▸ **Records provided**:
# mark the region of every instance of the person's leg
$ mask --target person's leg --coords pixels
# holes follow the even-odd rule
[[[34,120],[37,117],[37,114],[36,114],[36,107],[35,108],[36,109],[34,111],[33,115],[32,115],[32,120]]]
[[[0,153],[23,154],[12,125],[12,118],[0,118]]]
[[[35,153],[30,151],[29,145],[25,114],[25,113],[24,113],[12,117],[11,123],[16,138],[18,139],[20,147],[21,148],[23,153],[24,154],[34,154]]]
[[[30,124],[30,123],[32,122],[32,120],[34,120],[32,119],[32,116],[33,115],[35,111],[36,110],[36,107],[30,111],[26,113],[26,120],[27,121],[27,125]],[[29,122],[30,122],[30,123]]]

▸ **Direction**:
Pull out each line of the items above that contains the string "person".

▸ **Output below**:
# mark the region of every instance of the person's leg
$ mask --target person's leg --coords pixels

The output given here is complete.